Des travaux avaient également été effectués dans le parking souterrain qui connaissait de gros problèmes d'infiltrations.

Le coût final réel des travaux s'était élevé à 9'710'081 fr., selon le témoin.

Ce témoin a également fourni des informations par courrier du 5 mars 2018, sur questions écrites transmises par les locataires. A cette occasion, il a précisé que sur 291 fenêtres au total dans l'immeuble, 10 avaient été changées auparavant.

o. Dans son jugement du 22 mai 2018, le Tribunal a retenu qu'une partie des travaux entrepris par la bailleresse constituait des travaux à plus-value, incluant notamment la modernisation des installations électriques, la pose de miroirs et de luminaires, la mise en place d'un système de récupération de la chaleur, l'ajout de l'eau chaude dans les WC visiteurs et le remplacement des portes palières avec une nouvelle fermeture de sécurité à 3-points. Appliquant la présomption de l'art. 14 al. 1 in fine OBLF, les juges ont admis que 50% du montant total des travaux pris en compte par la bailleresse dans son calcul des hausses, soit 7'597'578 fr., constituait la part de travaux à plus-value. Compte tenu d'une durée d'amortissement moyenne fixée à 30 ans, et d'un taux de rendement de 2,25%, les travaux réalisés permettaient une hausse de 17,40%, soit 778 fr. par an et par pièce. Les juges n'ont accordé aucune majoration en lien avec l'évolution de l'indice des prix, ni avec une éventuelle augmentation des coûts d'entretien de l'immeuble.

Concernant la demande reconventionnelle de baisse de loyer, le Tribunal a considéré que la dernière fixation du loyer déterminante correspondait au début du bail, en 1992. Au vu de la baisse du taux d'intérêt hypothécaire de référence intervenue jusqu'en mai 2017, une baisse de 36,31% devait être accordée au locataire de ce chef. En compensant les facteurs de hausse et de baisse, le loyer litigieux était fixé à 27'180 fr. par année, en montant arrondi, correspondant à une diminution de 18,91%.

Section des données:
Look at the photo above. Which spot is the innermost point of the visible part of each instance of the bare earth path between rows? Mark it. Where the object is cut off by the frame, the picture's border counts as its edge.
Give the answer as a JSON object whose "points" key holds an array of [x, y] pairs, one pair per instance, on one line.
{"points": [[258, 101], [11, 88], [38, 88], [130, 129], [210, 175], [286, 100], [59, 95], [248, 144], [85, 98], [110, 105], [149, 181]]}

Série d'exercices:
a) Dans le texte sur le litige de loyer, reformulez sous forme de liste le paragraphe commençant par « Concernant la demande reconventionnelle de baisse de loyer » en conservant ses faits principaux.
b) Poursuivez le texte sur le litige de loyer à partir de sa dernière phrase.
Les données ci-dessus proviennent d'une autre source.

Réponses par exercice:
a)
- Objet : la demande reconventionnelle de baisse de loyer.
- Dernière fixation déterminante du loyer : le début du bail, en 1992.
- Baisse du taux d'intérêt hypothécaire de référence jusqu'en mai 2017 : baisse de 36,31 % accordée au locataire.
- Après compensation des facteurs de hausse et de baisse : loyer fixé à 27'180 fr. par année (montant arrondi), soit une diminution de 18,91 %.

b)
EN DROIT

1. 1.1 Dans les affaires patrimoniales, l'appel est recevable contre les décisions finales et les décisions incidentes de première instance, lorsque la valeur litigieuse au dernier état des conclusions est de 10'000 fr. au moins (art. 308 al. 1 et 2 CPC).

Lorsque le litige porte sur le montant du loyer, la valeur litigieuse est égale au loyer annuel qui reste contesté, multiplié par vingt si le bail est à durée indéterminée (art. 92 al. 2 CPC).

En l'espèce, dans leurs dernières conclusions de première instance, l'appelante a conclu à un loyer majoré à 39'156 fr. par an, et les intimés à une réduction de celui-ci à 14'412 fr. (1'201 fr. x 12). La différence, soit 24'744 fr. par an, dépasse la limite de l'art. 308 al. 2 CPC. La voie de l'appel est ainsi ouverte.

Remis à un office de la poste le lundi 2 juillet 2018, soit le premier jour ouvrable suivant l'échéance du délai légal, l'appel a été déposé en temps utile (art. 142 et 311 al. 1 CPC). Il est également recevable pour respecter la forme prescrite par la loi (art. 130 et 131 CPC).

1.2 L'appel joint, formé suivant la forme prescrite par la loi dans la réponse, est également recevable, compte tenu de la suspension des délais pendant les féries d'été, soit du 15 juillet au 15 août (art. 145 al. 1 let. b, 311 al. 1 et 313 al. 1 CPC).

Dans ses écritures de réponse à l'appel joint, l'appelante soutient que ledit appel joint serait irrecevable faute d'une motivation suffisamment précise. Selon elle, les intimés se seraient contentés de faire un "copié-collé" d'une partie de leurs écritures finales de première instance.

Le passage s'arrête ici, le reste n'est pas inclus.